◆ **Task to complete**
Present the lines below as a numbered list, leaving out any blank lines.

◆ **Listed entries**
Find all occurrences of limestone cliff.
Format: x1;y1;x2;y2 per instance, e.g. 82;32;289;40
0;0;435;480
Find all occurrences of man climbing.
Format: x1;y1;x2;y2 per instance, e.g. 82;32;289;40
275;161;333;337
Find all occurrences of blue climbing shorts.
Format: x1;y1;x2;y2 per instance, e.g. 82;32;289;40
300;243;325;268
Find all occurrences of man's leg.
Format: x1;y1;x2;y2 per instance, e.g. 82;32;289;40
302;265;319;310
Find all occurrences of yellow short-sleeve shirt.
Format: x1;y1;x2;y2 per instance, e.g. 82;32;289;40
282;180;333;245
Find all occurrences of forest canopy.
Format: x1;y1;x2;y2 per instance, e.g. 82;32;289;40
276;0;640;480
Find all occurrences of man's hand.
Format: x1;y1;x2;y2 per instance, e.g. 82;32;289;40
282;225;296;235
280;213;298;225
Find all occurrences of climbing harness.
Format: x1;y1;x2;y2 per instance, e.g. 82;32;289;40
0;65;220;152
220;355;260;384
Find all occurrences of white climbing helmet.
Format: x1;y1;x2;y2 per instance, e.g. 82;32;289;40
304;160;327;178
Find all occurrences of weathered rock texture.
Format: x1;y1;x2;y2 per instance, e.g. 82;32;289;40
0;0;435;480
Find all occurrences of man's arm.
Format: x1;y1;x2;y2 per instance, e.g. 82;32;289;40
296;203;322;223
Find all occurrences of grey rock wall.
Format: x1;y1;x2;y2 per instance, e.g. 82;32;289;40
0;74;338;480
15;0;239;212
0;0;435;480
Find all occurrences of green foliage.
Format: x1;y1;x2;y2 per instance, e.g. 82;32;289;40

◆ **Result of this task**
1. Find all occurrences of limestone cliff.
2. Format: x1;y1;x2;y2 per instance, e.g. 82;32;289;40
3. 0;0;435;480
4. Find all occurrences of man climbing.
5. Format: x1;y1;x2;y2 per instance, e.g. 82;32;289;40
6. 275;161;333;337
7. Find all occurrences of blue climbing shorts.
8. Format: x1;y1;x2;y2 per instance, e.g. 82;32;289;40
9. 300;243;325;268
10. Find all occurrences of man's leg.
11. Format: x1;y1;x2;y2 per instance, e.g. 82;32;289;40
12. 302;265;319;310
13. Find all occurrences of yellow short-sleeve shirt.
14. Format: x1;y1;x2;y2 per instance, e.g. 82;32;289;40
15. 282;180;333;245
16. Find all occurrences of forest canopy.
17. Format: x1;y1;x2;y2 per instance, e.g. 82;32;289;40
18. 276;0;640;480
19. Find all occurrences of man's hand.
20. Format: x1;y1;x2;y2 per instance, e.g. 82;32;289;40
21. 282;225;296;235
22. 280;213;298;225
23. Find all occurrences of climbing harness.
24. Format: x1;y1;x2;y2 per instance, e.g. 82;32;289;40
25. 0;65;220;152
26. 220;355;260;384
27. Find all occurrences of white climbing helmet.
28. Format: x1;y1;x2;y2 per instance, e.g. 82;32;289;40
29. 304;160;327;178
30. Find all occurrences of weathered rock texture.
31. Format: x1;y1;x2;y2 per instance, e.g. 82;32;289;40
32. 0;0;435;480
33. Find all occurrences of man's arm.
34. Format: x1;y1;x2;y2 per instance, e.g. 82;32;289;40
35. 296;203;322;223
36. Find all occurrences of grey rock wall.
37. Format: x1;y1;x2;y2 per instance, e.g. 82;32;289;40
38. 0;74;338;480
39. 15;0;239;212
40. 0;0;435;480
41. Find all occurrences of green foliage.
42. Format: x1;y1;x2;y2 per instance, e.g. 82;32;289;40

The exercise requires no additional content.